----- DOCUMENT PASSAGE
Even if your partner isn’t forcing you to do sexual acts against your will, being made to feel obligated is coercion in itself. Dating someone, being in a relationship, or being married never means that you owe your partner intimacy of any kind.
Reproductive coercion is a form of power and control where one partner strips the other of the ability to control their own reproductive system. It is sometimes difficult to identify this coercion because other forms of abuse are often occurring simultaneously.
Reproductive coercion can be exerted in many ways:
- Refusing to use a condom or other type of birth control
- Breaking or removing a condom during intercourse
- Lying about their methods of birth control (ex. lying about having a vasectomy, lying about being on the pill)
- Refusing to “pull out” if that is the agreed upon method of birth control
- Forcing you to not use any birth control (ex. the pill, condom, shot, ring, etc.)
- Removing birth control methods (ex. rings, IUDs, contraceptive patches)
- Sabotaging birth control methods (ex. poking holes in condoms, tampering with pills or flushing them down the toilet)
----------
----- EXCERPTED RECORDS
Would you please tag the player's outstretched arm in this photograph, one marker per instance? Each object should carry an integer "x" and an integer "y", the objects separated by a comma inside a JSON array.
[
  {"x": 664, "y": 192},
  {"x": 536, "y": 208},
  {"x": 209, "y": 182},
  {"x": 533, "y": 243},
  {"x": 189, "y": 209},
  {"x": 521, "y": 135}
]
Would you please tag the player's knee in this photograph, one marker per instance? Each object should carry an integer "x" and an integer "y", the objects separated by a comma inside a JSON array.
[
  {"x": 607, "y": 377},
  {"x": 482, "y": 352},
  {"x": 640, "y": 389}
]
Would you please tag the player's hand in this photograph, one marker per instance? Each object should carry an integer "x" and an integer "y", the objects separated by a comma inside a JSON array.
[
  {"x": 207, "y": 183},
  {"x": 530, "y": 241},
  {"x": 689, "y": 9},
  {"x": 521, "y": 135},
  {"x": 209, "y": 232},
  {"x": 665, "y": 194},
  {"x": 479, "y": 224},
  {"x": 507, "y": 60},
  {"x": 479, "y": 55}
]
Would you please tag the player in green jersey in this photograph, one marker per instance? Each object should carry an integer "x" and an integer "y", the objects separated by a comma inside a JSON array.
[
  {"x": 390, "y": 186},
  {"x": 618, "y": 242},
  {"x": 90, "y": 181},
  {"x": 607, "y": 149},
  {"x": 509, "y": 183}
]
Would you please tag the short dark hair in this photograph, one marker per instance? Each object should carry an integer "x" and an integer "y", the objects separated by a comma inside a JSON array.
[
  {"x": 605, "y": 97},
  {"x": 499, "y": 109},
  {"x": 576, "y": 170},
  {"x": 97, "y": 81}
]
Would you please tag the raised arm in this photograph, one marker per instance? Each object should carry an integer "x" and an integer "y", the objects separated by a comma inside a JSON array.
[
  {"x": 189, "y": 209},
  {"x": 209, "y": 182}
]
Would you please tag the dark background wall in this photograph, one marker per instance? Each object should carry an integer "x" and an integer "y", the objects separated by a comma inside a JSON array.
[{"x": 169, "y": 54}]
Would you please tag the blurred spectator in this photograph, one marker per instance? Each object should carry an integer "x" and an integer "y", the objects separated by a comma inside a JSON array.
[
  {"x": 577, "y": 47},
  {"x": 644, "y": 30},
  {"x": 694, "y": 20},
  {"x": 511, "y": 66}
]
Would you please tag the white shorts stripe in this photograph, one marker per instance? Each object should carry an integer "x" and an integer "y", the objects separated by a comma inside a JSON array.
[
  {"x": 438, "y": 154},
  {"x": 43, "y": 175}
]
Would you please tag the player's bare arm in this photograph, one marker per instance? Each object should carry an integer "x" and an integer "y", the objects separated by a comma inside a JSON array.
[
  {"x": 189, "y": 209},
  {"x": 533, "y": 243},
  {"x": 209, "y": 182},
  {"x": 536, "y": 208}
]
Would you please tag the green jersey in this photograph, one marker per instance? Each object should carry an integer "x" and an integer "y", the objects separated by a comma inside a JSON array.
----------
SHORT EXERCISE 1: In the passage on reproductive coercion, what makes this coercion sometimes difficult to identify?
SHORT EXERCISE 2: Please pick up the passage on reproductive coercion after its last line and keep writing it.

TASK OUTPUT 1: Other forms of abuse are often occurring at the same time.

TASK OUTPUT 2:
- Withholding finances needed to purchase birth control
- Monitoring your menstrual cycles
- Forcing pregnancy and not supporting your decision about when or if you want to have a child
- Forcing you to get an abortion, or preventing you from getting one
- Threatening you or acting violent if you don’t comply with their wishes to either end or continue a pregnancy
- Continually keeping you pregnant (getting you pregnant again shortly after you give birth)
Reproductive coercion can also come in the form of pressure, guilt and shame from an abusive partner. Some examples are if your abusive partner is constantly talking about having children or making you feel guilty for not having or wanting children with them — especially if you already have kids with someone else.